--- Start of QUOTED PASSAGE ---

“Through 2023, at least 99% of cloud security failures will be the customer’s fault.” That was one of the Strategic Planning Assumptions in Gartner’s “Magic Quadrant for Cloud Access Security Brokers,” released last week.
It raises the question, “99% of what?” How many cloud security failures are there? According to another report by McAfee that has come out this month: enough.
Virtually all of us are moving our assets to the cloud as quickly as we can. The cost savings, and particularly the backup and security, are superior. We must not forget, however, that there are still security issues we must address to protect our data in the cloud. Here’s why, and some things we can do.
McAfee’s evidence for its findings is based on cloud usage data for more than 30 million McAfee MVISION Cloud users worldwide. Here are some of their key findings:
• 21% of all files in the cloud contain sensitive data, up 17% over the past two years.

--- End of QUOTED PASSAGE ---
--- Start of DATA SECTION ---

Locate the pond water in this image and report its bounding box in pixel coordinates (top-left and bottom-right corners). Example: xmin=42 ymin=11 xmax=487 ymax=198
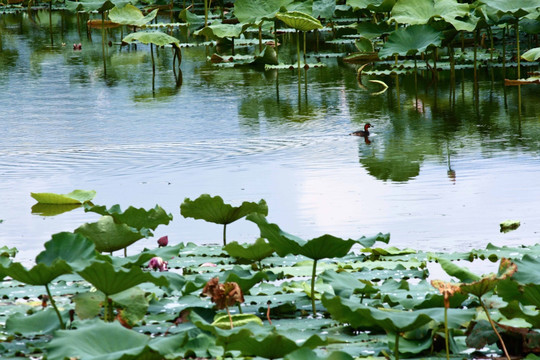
xmin=0 ymin=11 xmax=540 ymax=261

--- End of DATA SECTION ---

• _EXERCISES TO COMPLETE_
(A) Reproduce the cloud security piece, beginning at the words "It raises the" and stopping after "things we can do.", with "cloud" swapped for "online storage".
(B) Decide whether each statement agrees with the cloud security piece, answering yes or no and quoting the deciding words: (i) Gartner's "Magic Quadrant for Cloud Access Security Brokers" came out last week. (ii) McAfee based its findings on cloud usage data for more than 30 million users. (iii) The share of cloud files holding sensitive data has fallen 17% over the past two years.

• _RESPONSES PER TASK_
(A)
It raises the question, “99% of what?” How many online storage security failures are there? According to another report by McAfee that has come out this month: enough.
Virtually all of us are moving our assets to the online storage as quickly as we can. The cost savings, and particularly the backup and security, are superior. We must not forget, however, that there are still security issues we must address to protect our data in the online storage. Here’s why, and some things we can do.

(B)
(i) Yes: "released last week."
(ii) Yes: "based on cloud usage data for more than 30 million McAfee MVISION Cloud users worldwide"
(iii) No: "up 17% over the past two years."